Продолжите приведенный ниже фрагмент о планах стройки для Мосгордумы на Страстном бульваре, начав сразу после его последнего предложения.
--- ФРАГМЕНТ ---
Думаю, не нужно доказывать, что решения подобного уровня в Москве не могут быть приняты без Сергея Собянина.
Предположим, приходит кто-то к Собянину и докладывает: Сергей Семенович, скоро эпохальные выборы в Мосгордуму, депутатов будет больше, кабинетов и помещений нужно больше. Начинают прикидывать варианты.
Купить для городских нужд соседнее здание в Рахмановском переулке? Хозяева слишком дорого просят. В Новую Москву? Негуманно. Нужно где-то строить, причем в центре. Но где? А вот есть участок на Страстном бульваре, больницу оттуда выселили несколько лет назад, городской ЗАГС хотели разместить, но депутатам нужнее. В главном здании можно устроить парадно-представительский корпус, оно хорошее, импозантное, памятник архитектуры, с колоннами, а во дворе, на месте трех невзрачных построек, прекрасно встанет административный комплекс.
Далее мэр Собянин, незадолго до того провозгласивший «новую градостроительную политику» и гуманное отношение к историческому центру, не мог не поинтересоваться: а можно ли там строить, если главный корпус — памятник архитектуры? Логично, что задал он этот вопрос своему министру по части памятников — руководителю Мосгорнаследия Александру Кибовскому. Далее начинаются сугубо предположения, известно ведь только решение, а варианты реконструируемого диалога — не знаю, какой хуже выглядит.
Вариант первый. Александр Кибовский твердо и четко говорит мэру: Сергей Семенович, там строить ничего нельзя, это охранная зона, и регламенты ее утверждены постановлением правительства Москвы. А мэр ему в ответ: да бросьте, Александр Владимирович, какие там охранные зоны, какие постановления — надо строить, и все тут. Но мэр Сергей Собянин совсем не похож на правового нигилиста.
Вариант второй. Александр Кибовский отвечает: да, строить там очень даже можно. Тут два подварианта. Либо руководитель департамента культурного наследия Москвы сам не знает о существовании охранной зоны и ее утвержденных регламентов, либо знает, но по каким-то причинам скрывает это от мэра. Опять нелогично. Во-первых, потому, что руководитель Мосгорнаследия охранные зоны не может не знать и не беречь по определению, а во-вторых, потому, что на правового нигилиста он тоже совершенно не похож.
--- ИСХОДНЫЕ ДАННЫЕ ---
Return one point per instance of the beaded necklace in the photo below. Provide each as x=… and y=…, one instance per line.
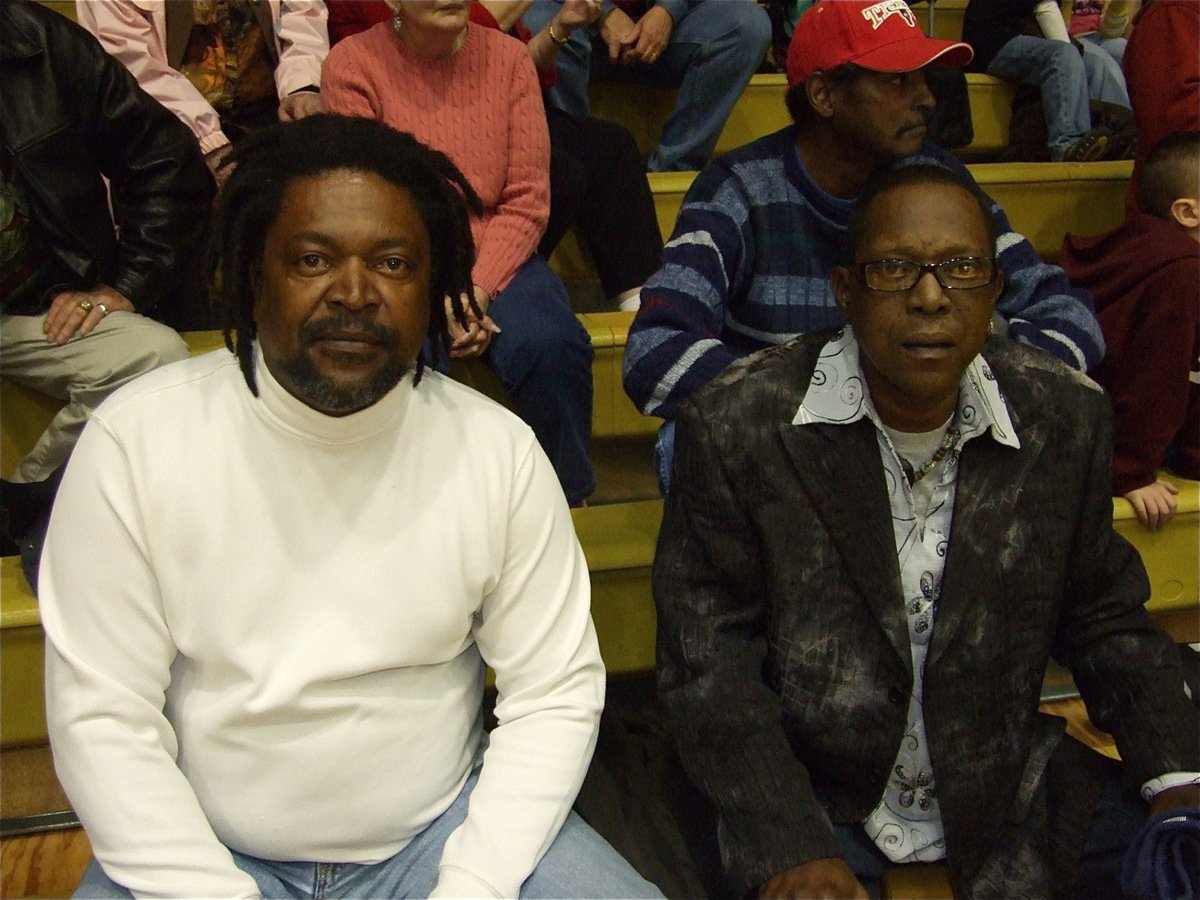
---
▸ ПРАВИЛЬНЫЙ ОТВЕТ:
В общем, остается надеяться, что кто-то из главных действующих лиц хотя бы в мемуарах прольет свет на эту историю.
Если бы инвестором был я
А вот ее последствия легко прогнозируемы уже сегодня. Любой инвестор, желающий построить что-нибудь доходное в историческом центре, получит неотражаемый аргумент в переговорах с властями. Прихожу я, например, к властям и говорю; хочу строить, выдайте мне ГПЗУ. Мне говорят: нельзя, там охранная зона, регламенты утверждены, ступай отсюда. Я отвечаю: позвольте, у вас на Страстном бульваре тоже была охранная зона и регламенты. А теперь там современное элегантное здание. Что же вы себе элегантные здания разрешаете, а мне в Новую Москву идти? Нет уж, давайте без двойных стандартов. Я же, собственно, с вас пример беру.
И попробуйте мне тогда что-нибудь возразить.
Потому что — тут уж без вариантов — если власть сама нарушает законы, которые устанавливает, то никого и никогда она потом эти законы соблюдать не заставит.
Есть одна фраза из «Войны и мира» Льва Толстого, которая, быть может, этим летом московским властям немного поднадоела, но я рискну ее повторить. Классик все-таки. «Вы знаете, граф, гораздо благороднее сознать свою ошибку, чем довести дело до непоправимого».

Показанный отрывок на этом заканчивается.